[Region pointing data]

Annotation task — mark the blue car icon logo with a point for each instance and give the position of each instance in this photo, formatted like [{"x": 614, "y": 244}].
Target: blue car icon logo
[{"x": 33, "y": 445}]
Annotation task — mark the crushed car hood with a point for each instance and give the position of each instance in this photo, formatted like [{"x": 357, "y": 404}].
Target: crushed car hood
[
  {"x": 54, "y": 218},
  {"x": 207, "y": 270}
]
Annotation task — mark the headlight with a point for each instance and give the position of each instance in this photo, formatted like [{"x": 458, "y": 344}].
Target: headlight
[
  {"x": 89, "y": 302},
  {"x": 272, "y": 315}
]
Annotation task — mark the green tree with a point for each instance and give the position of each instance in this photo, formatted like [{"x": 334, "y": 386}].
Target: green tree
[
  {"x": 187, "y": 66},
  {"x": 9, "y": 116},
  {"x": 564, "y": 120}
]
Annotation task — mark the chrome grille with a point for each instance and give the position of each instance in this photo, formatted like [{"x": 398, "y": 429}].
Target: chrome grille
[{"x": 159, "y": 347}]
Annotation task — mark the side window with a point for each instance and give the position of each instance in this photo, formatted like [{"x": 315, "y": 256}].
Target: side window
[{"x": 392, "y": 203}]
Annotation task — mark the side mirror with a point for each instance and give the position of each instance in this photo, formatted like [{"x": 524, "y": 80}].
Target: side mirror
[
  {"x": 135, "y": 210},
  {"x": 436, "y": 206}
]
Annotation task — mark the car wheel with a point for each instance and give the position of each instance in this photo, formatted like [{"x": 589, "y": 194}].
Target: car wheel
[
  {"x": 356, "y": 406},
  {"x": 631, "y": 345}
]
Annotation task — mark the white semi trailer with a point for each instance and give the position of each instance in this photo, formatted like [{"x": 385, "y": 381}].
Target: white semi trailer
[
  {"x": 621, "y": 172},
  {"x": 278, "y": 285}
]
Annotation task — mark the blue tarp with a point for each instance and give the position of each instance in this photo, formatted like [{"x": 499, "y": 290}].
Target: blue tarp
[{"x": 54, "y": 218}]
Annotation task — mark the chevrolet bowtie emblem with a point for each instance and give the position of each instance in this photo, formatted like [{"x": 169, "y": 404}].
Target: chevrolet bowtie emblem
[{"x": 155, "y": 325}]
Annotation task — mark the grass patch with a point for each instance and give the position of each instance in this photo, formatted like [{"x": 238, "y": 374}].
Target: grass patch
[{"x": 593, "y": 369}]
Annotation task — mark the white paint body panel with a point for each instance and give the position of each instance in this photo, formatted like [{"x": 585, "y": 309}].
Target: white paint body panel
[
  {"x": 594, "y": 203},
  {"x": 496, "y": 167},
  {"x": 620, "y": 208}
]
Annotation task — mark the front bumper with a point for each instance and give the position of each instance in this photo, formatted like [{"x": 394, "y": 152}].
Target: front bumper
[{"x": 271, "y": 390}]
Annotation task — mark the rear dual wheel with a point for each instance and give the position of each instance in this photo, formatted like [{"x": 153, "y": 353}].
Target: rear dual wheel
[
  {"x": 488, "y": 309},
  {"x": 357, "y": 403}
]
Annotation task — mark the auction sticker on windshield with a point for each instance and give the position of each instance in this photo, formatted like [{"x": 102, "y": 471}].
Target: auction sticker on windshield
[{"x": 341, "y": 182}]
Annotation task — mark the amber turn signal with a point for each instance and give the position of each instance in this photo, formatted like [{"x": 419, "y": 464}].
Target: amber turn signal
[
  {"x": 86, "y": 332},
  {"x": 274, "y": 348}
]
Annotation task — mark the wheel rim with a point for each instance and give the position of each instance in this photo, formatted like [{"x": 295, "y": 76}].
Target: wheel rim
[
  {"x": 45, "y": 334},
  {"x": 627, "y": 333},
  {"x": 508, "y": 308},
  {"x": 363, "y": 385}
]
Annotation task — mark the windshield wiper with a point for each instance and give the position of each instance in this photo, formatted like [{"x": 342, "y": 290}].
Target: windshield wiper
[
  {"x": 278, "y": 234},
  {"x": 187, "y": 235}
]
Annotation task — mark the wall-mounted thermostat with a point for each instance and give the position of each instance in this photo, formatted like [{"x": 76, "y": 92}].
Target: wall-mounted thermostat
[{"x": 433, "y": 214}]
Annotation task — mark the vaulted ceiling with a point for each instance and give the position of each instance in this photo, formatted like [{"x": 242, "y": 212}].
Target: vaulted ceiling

## Exercise description
Transcribe the records. Keep every word exactly as it stands.

## Exercise answer
Annotation task — mark the blue car icon logo with a point for each instance and give the position of each instance in this photo, formatted like [{"x": 614, "y": 244}].
Target: blue car icon logo
[{"x": 33, "y": 445}]
Annotation task — mark the crushed car hood with a point for each instance and give the position of each instance in this photo, formatted like [{"x": 357, "y": 404}].
Target: crushed car hood
[
  {"x": 54, "y": 218},
  {"x": 207, "y": 270}
]
Annotation task — mark the headlight with a point for each instance and give the position of each instance in this photo, formatted like [{"x": 458, "y": 344}].
Target: headlight
[
  {"x": 89, "y": 302},
  {"x": 272, "y": 315}
]
Annotation task — mark the green tree with a point for each instance and give the position of each instance in this photo, formatted like [{"x": 334, "y": 386}].
Target: green tree
[
  {"x": 187, "y": 66},
  {"x": 9, "y": 116},
  {"x": 564, "y": 120}
]
Annotation task — mark the chrome grille with a point for each instance and give the position of each instance in this photo, formatted like [{"x": 398, "y": 429}].
Target: chrome grille
[{"x": 159, "y": 347}]
Annotation task — mark the side window with a point for each instance and give the position of each instance in this photo, formatted like [{"x": 315, "y": 256}].
Target: side window
[{"x": 392, "y": 203}]
Annotation task — mark the side mirror with a point for each instance and give the position of each instance in this photo, formatted like [{"x": 524, "y": 80}].
Target: side mirror
[
  {"x": 135, "y": 210},
  {"x": 436, "y": 206}
]
Annotation task — mark the car wheel with a point for each instance and give the position of each instance in this photo, formatted like [{"x": 589, "y": 194}].
Target: car wheel
[
  {"x": 356, "y": 406},
  {"x": 631, "y": 345}
]
Annotation task — mark the white semi trailer with a point for each instance and give the position of each instance in this photo, formatted like [{"x": 385, "y": 381}].
Target: white semi trailer
[
  {"x": 621, "y": 172},
  {"x": 278, "y": 285}
]
Annotation task — mark the blue tarp with a point for each instance and give the position of each instance in this photo, formatted like [{"x": 499, "y": 290}].
Target: blue tarp
[{"x": 54, "y": 218}]
Annotation task — mark the chevrolet bowtie emblem with a point for each instance and give the position of each instance in this photo, formatted like [{"x": 169, "y": 404}].
Target: chevrolet bowtie emblem
[{"x": 155, "y": 325}]
Annotation task — mark the grass patch with a point for each instance and give the position of each instance in this photo, formatted like [{"x": 238, "y": 374}].
Target: grass patch
[{"x": 593, "y": 369}]
Annotation task — mark the white paint body panel with a point for each instance and give the position of each instance in this photo, formatted like [{"x": 585, "y": 309}].
Target: white paint body panel
[
  {"x": 594, "y": 203},
  {"x": 496, "y": 167},
  {"x": 620, "y": 208}
]
Annotation task — mark the front bumper with a point for each instance and give the position of each instance in this photo, formatted like [{"x": 394, "y": 152}].
Target: front bumper
[{"x": 271, "y": 390}]
Annotation task — mark the rear dual wheel with a point for each instance and give the position of each instance in this photo, formatted like [{"x": 153, "y": 353}].
Target: rear dual wheel
[
  {"x": 488, "y": 309},
  {"x": 357, "y": 403}
]
Annotation task — mark the auction sticker on windshield with a point for each instance and give the position of each instance in this photo, formatted like [{"x": 102, "y": 471}].
Target: auction sticker on windshield
[{"x": 341, "y": 182}]
Annotation task — mark the amber turn signal with a point for each instance and give the position of each instance in this photo, formatted like [{"x": 419, "y": 464}].
Target: amber turn signal
[
  {"x": 86, "y": 332},
  {"x": 274, "y": 348}
]
Annotation task — mark the wheel rim with a point for each instance and give the position of each instance in this photo, formatted like [{"x": 295, "y": 76}].
Target: wheel rim
[
  {"x": 45, "y": 334},
  {"x": 627, "y": 333},
  {"x": 508, "y": 308},
  {"x": 363, "y": 385}
]
Annotation task — mark the windshield wiper with a point for each instance and give the position of each instance in this photo, formatted like [{"x": 342, "y": 290}].
Target: windshield wiper
[
  {"x": 278, "y": 234},
  {"x": 187, "y": 235}
]
Annotation task — mark the wall-mounted thermostat with a point for each instance and give the position of each instance in this photo, formatted like [{"x": 76, "y": 92}].
Target: wall-mounted thermostat
[{"x": 433, "y": 214}]
Annotation task — mark the vaulted ceiling with a point for each instance and give the position of each instance in this photo, formatted like [{"x": 242, "y": 212}].
Target: vaulted ceiling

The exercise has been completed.